#### [OBJECTIVE]
Copy the rows below word for word, everything from the line containing "Q: In the photo above, mark the postcard" down to the line containing "x=90, y=109", including both of those lines.
# # # # #
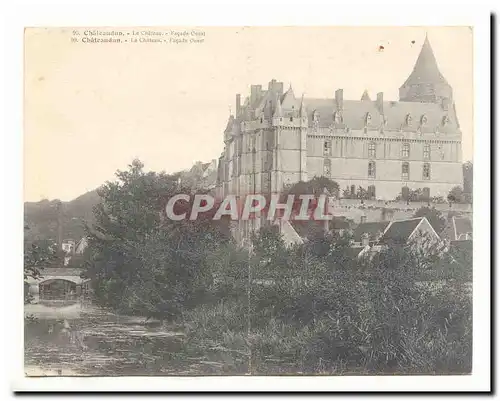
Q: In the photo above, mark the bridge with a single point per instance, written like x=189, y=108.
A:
x=64, y=284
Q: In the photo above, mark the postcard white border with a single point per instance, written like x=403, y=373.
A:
x=166, y=13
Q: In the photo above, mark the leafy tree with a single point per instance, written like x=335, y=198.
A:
x=434, y=216
x=37, y=256
x=455, y=195
x=139, y=260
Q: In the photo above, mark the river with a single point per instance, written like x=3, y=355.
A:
x=90, y=341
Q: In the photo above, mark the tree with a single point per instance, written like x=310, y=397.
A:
x=139, y=261
x=434, y=216
x=37, y=256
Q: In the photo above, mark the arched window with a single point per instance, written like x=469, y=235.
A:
x=327, y=167
x=427, y=151
x=405, y=193
x=327, y=148
x=372, y=150
x=405, y=150
x=371, y=169
x=371, y=191
x=405, y=171
x=426, y=171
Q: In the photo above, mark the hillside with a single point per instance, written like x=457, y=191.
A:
x=41, y=218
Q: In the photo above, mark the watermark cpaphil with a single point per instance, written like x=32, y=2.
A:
x=248, y=207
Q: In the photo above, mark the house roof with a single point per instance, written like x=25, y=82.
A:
x=400, y=231
x=392, y=116
x=62, y=271
x=465, y=245
x=371, y=228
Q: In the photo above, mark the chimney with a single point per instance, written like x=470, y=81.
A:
x=339, y=99
x=275, y=86
x=446, y=103
x=380, y=102
x=255, y=93
x=238, y=104
x=365, y=239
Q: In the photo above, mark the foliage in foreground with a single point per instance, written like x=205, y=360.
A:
x=310, y=308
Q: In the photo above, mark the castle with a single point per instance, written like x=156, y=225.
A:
x=276, y=139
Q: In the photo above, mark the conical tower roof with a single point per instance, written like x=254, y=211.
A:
x=426, y=70
x=277, y=111
x=302, y=110
x=365, y=96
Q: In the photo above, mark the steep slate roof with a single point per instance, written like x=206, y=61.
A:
x=426, y=69
x=354, y=115
x=371, y=228
x=62, y=271
x=365, y=96
x=391, y=115
x=400, y=231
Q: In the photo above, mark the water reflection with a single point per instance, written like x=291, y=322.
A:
x=97, y=342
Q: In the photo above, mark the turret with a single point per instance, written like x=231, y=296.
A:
x=425, y=84
x=365, y=97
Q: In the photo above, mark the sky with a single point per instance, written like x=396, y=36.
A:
x=90, y=109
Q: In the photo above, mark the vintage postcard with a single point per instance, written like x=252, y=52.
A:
x=224, y=201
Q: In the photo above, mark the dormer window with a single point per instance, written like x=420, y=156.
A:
x=405, y=150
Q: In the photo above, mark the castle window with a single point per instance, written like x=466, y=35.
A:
x=371, y=191
x=426, y=171
x=327, y=148
x=327, y=167
x=405, y=193
x=372, y=150
x=371, y=169
x=405, y=171
x=405, y=150
x=427, y=151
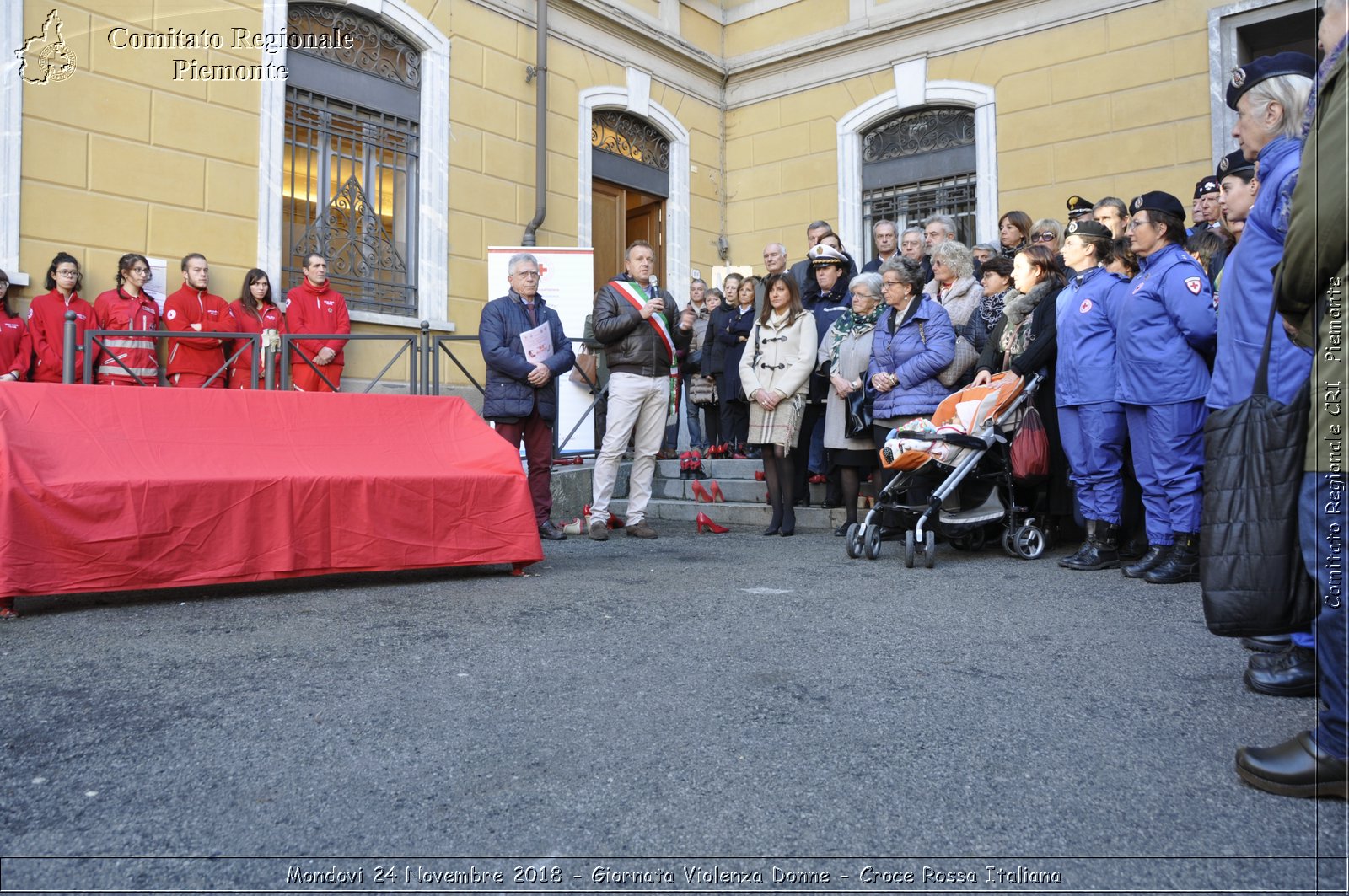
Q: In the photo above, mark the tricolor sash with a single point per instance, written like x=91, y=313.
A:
x=636, y=296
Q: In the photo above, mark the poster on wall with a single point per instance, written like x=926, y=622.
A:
x=567, y=283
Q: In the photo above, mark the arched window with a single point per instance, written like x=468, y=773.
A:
x=351, y=148
x=919, y=164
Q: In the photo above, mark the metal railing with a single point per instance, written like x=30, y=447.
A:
x=424, y=354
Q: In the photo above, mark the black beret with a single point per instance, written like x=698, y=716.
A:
x=1078, y=206
x=1234, y=164
x=1158, y=201
x=1252, y=73
x=1089, y=228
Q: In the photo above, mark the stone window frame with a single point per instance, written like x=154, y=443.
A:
x=914, y=91
x=636, y=98
x=1223, y=57
x=433, y=162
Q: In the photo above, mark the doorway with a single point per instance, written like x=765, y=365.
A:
x=621, y=215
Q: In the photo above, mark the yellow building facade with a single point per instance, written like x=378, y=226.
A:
x=166, y=128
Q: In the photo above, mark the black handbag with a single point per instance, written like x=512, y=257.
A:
x=858, y=424
x=1255, y=582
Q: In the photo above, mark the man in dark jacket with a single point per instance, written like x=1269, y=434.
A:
x=1309, y=293
x=641, y=335
x=526, y=351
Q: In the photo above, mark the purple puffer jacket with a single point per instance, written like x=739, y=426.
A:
x=916, y=352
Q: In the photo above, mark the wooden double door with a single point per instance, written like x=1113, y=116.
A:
x=620, y=216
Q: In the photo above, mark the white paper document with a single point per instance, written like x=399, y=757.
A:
x=539, y=343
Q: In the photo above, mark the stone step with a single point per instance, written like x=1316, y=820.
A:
x=734, y=490
x=714, y=469
x=737, y=516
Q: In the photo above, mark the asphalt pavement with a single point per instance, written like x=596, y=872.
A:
x=691, y=714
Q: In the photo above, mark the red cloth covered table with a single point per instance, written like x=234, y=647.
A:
x=114, y=489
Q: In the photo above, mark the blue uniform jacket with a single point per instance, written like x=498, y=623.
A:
x=1248, y=290
x=508, y=395
x=921, y=347
x=1088, y=309
x=1166, y=331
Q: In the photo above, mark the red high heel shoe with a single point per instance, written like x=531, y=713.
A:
x=706, y=523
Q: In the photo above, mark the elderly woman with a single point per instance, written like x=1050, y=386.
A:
x=1049, y=233
x=912, y=343
x=843, y=357
x=1024, y=341
x=955, y=289
x=775, y=375
x=1013, y=233
x=996, y=281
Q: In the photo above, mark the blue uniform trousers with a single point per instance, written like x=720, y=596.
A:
x=1322, y=548
x=1167, y=446
x=1093, y=439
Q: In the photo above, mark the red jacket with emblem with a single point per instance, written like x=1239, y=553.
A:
x=317, y=311
x=15, y=347
x=202, y=357
x=115, y=309
x=47, y=325
x=269, y=318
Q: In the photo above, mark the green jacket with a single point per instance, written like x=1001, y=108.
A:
x=1310, y=280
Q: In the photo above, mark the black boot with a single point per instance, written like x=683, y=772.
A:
x=1182, y=564
x=1157, y=554
x=1086, y=545
x=1103, y=548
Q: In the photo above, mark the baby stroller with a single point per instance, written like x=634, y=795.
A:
x=977, y=490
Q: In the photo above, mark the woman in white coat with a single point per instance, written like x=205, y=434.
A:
x=775, y=373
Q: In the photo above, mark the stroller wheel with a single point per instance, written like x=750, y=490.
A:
x=853, y=541
x=1029, y=541
x=872, y=543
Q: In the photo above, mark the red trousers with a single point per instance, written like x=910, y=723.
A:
x=303, y=378
x=537, y=435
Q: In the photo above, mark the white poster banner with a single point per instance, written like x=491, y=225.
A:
x=566, y=282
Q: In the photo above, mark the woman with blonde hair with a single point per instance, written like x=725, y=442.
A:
x=775, y=373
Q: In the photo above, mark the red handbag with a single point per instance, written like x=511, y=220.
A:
x=1029, y=451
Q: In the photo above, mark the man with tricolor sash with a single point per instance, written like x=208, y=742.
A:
x=641, y=339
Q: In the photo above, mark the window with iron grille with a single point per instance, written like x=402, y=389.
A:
x=350, y=168
x=916, y=165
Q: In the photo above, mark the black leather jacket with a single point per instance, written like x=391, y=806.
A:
x=631, y=343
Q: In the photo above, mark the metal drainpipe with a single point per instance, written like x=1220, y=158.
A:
x=540, y=71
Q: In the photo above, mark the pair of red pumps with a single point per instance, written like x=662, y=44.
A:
x=710, y=493
x=691, y=464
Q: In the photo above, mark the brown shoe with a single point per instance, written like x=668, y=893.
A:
# # # # #
#### [ANSWER TO THIS EXERCISE]
Q: In the photo above, mark the postcard white border with a single point per instance, written like x=403, y=373.
A:
x=166, y=13
Q: In the photo above, mark the leafy tree with a single point per instance, written like x=335, y=198.
A:
x=434, y=216
x=37, y=256
x=455, y=195
x=139, y=260
Q: In the photo above, mark the river with a single point per instance, written like x=3, y=355.
A:
x=90, y=341
Q: In the photo above, mark the tree with a single point per instance, written like x=310, y=397.
A:
x=139, y=261
x=434, y=216
x=37, y=256
Q: In the photo above, mark the arched window with a single point per instance, written like x=469, y=235.
A:
x=327, y=167
x=427, y=151
x=405, y=193
x=327, y=148
x=372, y=150
x=405, y=150
x=371, y=169
x=371, y=191
x=405, y=171
x=426, y=171
Q: In the photo above, mark the hillside with a single point per instance, written like x=457, y=191.
A:
x=41, y=218
Q: In the photo above, mark the watermark cpaphil with a single point per instance, written like x=32, y=2.
A:
x=248, y=207
Q: In the photo above, mark the house roof with a single point per instance, written like x=25, y=82.
A:
x=400, y=231
x=392, y=116
x=62, y=271
x=465, y=245
x=371, y=228
Q: In the photo above, mark the chimney with a single point per instance, written like x=470, y=81.
A:
x=339, y=99
x=275, y=86
x=446, y=103
x=380, y=102
x=255, y=93
x=238, y=104
x=365, y=239
Q: In the photo above, mark the foliage in foreground with a single point per instance, written like x=205, y=360.
A:
x=310, y=308
Q: In the photo above, mark the castle with a single point per instance, written like x=156, y=225.
A:
x=276, y=139
Q: In the photo above, mark the conical tower roof with a single point per instance, written like x=254, y=211.
A:
x=426, y=70
x=277, y=111
x=302, y=110
x=365, y=96
Q: In the photo above, mark the steep slate roof with a single point per instance, written like x=206, y=61.
A:
x=426, y=69
x=354, y=115
x=371, y=228
x=62, y=271
x=365, y=96
x=391, y=115
x=400, y=231
Q: In the photo above, mark the water reflection with a single point per instance, written like x=291, y=322.
A:
x=97, y=342
Q: In the photo above, mark the turret with a single point per instance, written like x=231, y=296.
A:
x=425, y=84
x=365, y=97
Q: In the photo above, mark the sky with a single point per instance, written like x=396, y=36.
A:
x=90, y=109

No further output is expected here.